§ **What this task involves**: Reproduce the listing below word for word, from the first line through the last. Omit the pictures.
<<<<
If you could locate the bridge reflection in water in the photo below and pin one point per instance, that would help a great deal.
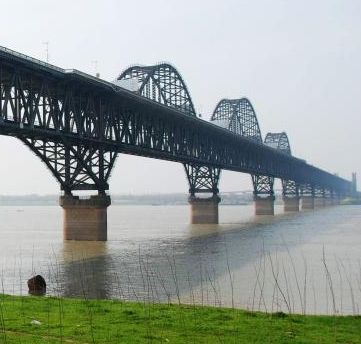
(77, 124)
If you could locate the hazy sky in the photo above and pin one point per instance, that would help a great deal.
(299, 62)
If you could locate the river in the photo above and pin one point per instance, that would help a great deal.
(308, 262)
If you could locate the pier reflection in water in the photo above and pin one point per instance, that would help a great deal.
(266, 263)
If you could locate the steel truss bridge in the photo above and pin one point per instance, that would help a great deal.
(77, 124)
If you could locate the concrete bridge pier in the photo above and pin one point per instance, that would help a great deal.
(291, 204)
(85, 219)
(264, 205)
(204, 210)
(307, 203)
(319, 202)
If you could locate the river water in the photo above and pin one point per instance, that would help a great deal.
(309, 262)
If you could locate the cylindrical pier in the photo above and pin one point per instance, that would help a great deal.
(204, 210)
(85, 219)
(264, 206)
(320, 202)
(308, 203)
(291, 204)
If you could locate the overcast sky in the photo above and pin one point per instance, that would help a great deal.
(299, 62)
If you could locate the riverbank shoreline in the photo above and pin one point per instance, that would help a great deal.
(29, 319)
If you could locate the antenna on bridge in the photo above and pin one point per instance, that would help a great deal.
(95, 63)
(47, 50)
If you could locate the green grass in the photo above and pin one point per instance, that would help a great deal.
(82, 321)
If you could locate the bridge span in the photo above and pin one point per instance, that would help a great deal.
(77, 124)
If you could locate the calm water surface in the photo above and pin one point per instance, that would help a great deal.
(306, 262)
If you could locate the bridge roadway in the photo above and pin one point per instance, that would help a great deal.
(77, 124)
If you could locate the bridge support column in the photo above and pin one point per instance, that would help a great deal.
(291, 204)
(204, 210)
(308, 203)
(264, 205)
(320, 202)
(85, 219)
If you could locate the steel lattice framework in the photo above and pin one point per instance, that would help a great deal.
(161, 83)
(77, 124)
(280, 142)
(238, 116)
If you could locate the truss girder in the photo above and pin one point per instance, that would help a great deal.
(202, 179)
(238, 116)
(163, 84)
(40, 104)
(278, 141)
(262, 186)
(76, 167)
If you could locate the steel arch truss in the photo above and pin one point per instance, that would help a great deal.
(280, 142)
(70, 115)
(76, 167)
(238, 116)
(202, 179)
(262, 186)
(161, 83)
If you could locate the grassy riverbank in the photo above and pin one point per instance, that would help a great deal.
(51, 320)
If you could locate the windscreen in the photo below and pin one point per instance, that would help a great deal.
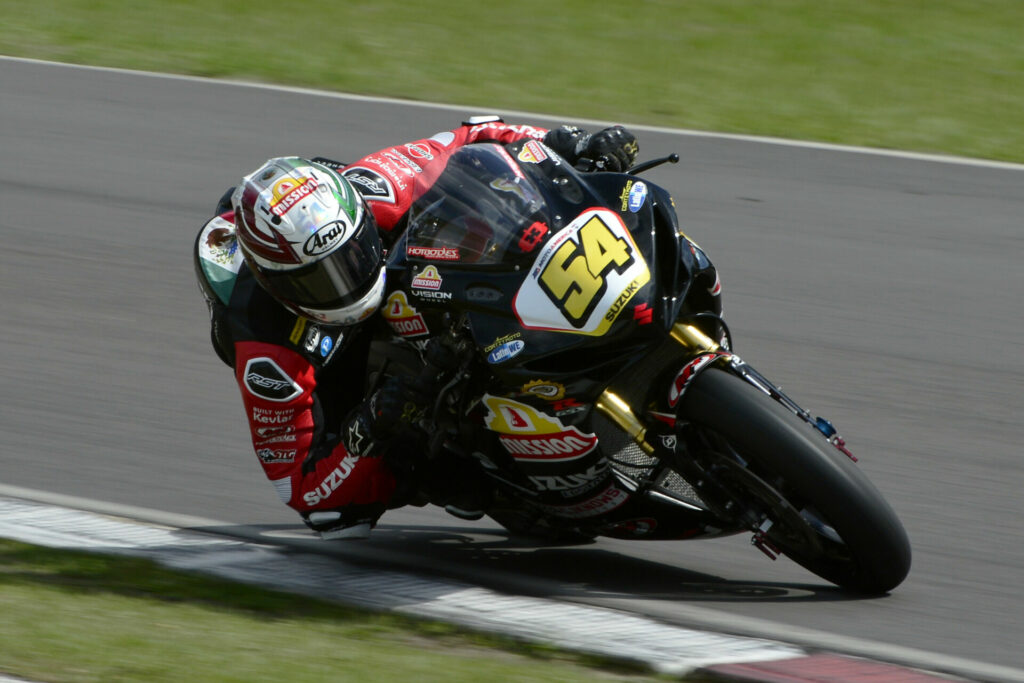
(482, 210)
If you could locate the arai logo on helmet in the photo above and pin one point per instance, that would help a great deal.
(325, 240)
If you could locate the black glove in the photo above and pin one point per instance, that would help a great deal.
(612, 150)
(399, 403)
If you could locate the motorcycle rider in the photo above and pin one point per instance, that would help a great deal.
(292, 269)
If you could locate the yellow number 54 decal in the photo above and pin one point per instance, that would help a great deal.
(583, 278)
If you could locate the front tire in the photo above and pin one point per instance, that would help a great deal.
(826, 515)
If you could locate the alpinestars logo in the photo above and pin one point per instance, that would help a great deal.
(265, 379)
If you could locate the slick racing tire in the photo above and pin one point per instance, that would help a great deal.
(825, 514)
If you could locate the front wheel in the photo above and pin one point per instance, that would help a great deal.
(814, 504)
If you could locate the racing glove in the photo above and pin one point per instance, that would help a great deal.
(612, 148)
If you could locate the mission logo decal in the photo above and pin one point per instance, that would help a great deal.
(402, 317)
(289, 191)
(583, 278)
(530, 435)
(265, 379)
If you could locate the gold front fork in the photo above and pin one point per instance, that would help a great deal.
(612, 407)
(693, 339)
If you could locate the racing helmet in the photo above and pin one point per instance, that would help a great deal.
(310, 241)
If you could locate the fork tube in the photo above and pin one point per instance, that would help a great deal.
(616, 410)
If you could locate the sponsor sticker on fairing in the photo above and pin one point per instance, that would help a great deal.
(637, 196)
(433, 253)
(428, 279)
(531, 435)
(402, 317)
(506, 351)
(606, 501)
>>>>
§ **Correct response**:
If you could locate the bridge reflection in water in the photo below and pin one point per instance, that would help a great deal.
(77, 124)
If you could locate the hazy sky in the photo above and pin one point per instance, that would help a great deal.
(299, 62)
If you could locate the river in the photo above and pin one point per instance, that would help a great deal.
(308, 262)
If you could locate the pier reflection in water in the photo above and pin one point per instance, that would help a great deal.
(266, 263)
If you could locate the steel truss bridge in the photo above and pin one point per instance, that would help a great deal.
(77, 124)
If you could locate the concrete bridge pier in the photo above and pin one point per instance, that would help a great deal.
(291, 204)
(85, 219)
(264, 205)
(204, 210)
(307, 203)
(319, 202)
If you could locate the river water in the photo above and pin one point per instance, that would help a great deal.
(309, 262)
If you could locate the cylindrical pier in the photo above and pin one point per instance, that would help a great deal.
(204, 210)
(85, 219)
(264, 206)
(320, 202)
(308, 203)
(291, 204)
If you could locate the overcast sky in the photo above and pin one point per instance, that would help a great deal.
(299, 62)
If you could locate the riverbank shoreline in the photo above and pin one point per instance, that would help a great deal.
(29, 319)
If you could locate the antenna on bridge in the photo above and pin one point per instance, that would help a great deal.
(95, 63)
(47, 50)
If you could locate the green grass in the photo above and pin one point per instance, that would help a great deal.
(82, 321)
If you could locate the bridge span in the photo above and pin one point per instance, that would help a great deal.
(77, 124)
If you could locate the calm water surface in the photo above and pin one point per instance, that would help a great deal.
(306, 262)
If you could locate the bridge roadway in the photo above and pin one point per instance, that would help a great deal.
(77, 124)
If you could locate the bridge support column in the photo above and pin one point per instance, that would help a great deal.
(291, 204)
(204, 210)
(308, 203)
(264, 205)
(320, 202)
(85, 219)
If you could locate the steel lattice framework in the photo above and pin one point per instance, that would help a great deal.
(161, 83)
(77, 124)
(280, 142)
(238, 116)
If you could locate the truss girder in the photo above and pin one point per instance, that would help a great deal.
(202, 179)
(238, 116)
(163, 84)
(40, 104)
(278, 141)
(262, 186)
(76, 167)
If you could locate the steel arch truss in the photo above and pin one point per instance, that would help a great deal.
(280, 142)
(70, 115)
(76, 167)
(238, 116)
(202, 179)
(262, 186)
(161, 83)
If you could locate the grassy riverbank in the photo above and pin one point per instance, that would help a great deal.
(51, 320)
If you could locate the windscreen in the photo below and pin one point per instance, that would help a great deal.
(482, 210)
If you could locate the arai logo on helmet in the photo above and pin one point per instance, that would help a great deal.
(325, 240)
If you could locate the black glove in the photo above and pin one point per instance, that would help a great deal.
(612, 150)
(399, 403)
If you could locate the motorcycle rider in the photo above and pin one point per instance, that would help a great deal.
(292, 269)
If you could locate the yellow number 54 decal in the photo above and pin one point per instance, that would help a great deal.
(583, 278)
If you could locate the front tire in the photo above and pin one point per instance, that would help a great deal.
(826, 515)
If you could locate the alpinestars logo in the photo above and pin one point per instance, that would help a great deal.
(265, 379)
If you could locate the slick racing tire in the photo above and pin one point per instance, that would help a great deal.
(825, 514)
If you could locate the front wheel in the photo above and pin one point per instance, that would help a great deal.
(814, 504)
If you could locate the racing glove in the photo above and pin one point per instance, that would help a great deal.
(612, 148)
If you could locate the mission logo decal in the photo above and pin one point per instance, that would help a great deal.
(402, 317)
(289, 191)
(583, 278)
(530, 435)
(265, 379)
If you could locate the gold front fork in the photo above and pin one point per instance, that would help a great deal.
(612, 407)
(693, 339)
If you could locate the racing helmet in the photo above and pin one point per instance, that would help a great deal.
(310, 241)
If you could locate the fork tube in the photo above and pin one point per instance, that would help a great deal.
(616, 410)
If you could locate the sponsor sticker on fairing in the photo above and pin one point per instance, that would help a great deal.
(637, 196)
(433, 253)
(428, 279)
(531, 435)
(402, 317)
(506, 351)
(606, 501)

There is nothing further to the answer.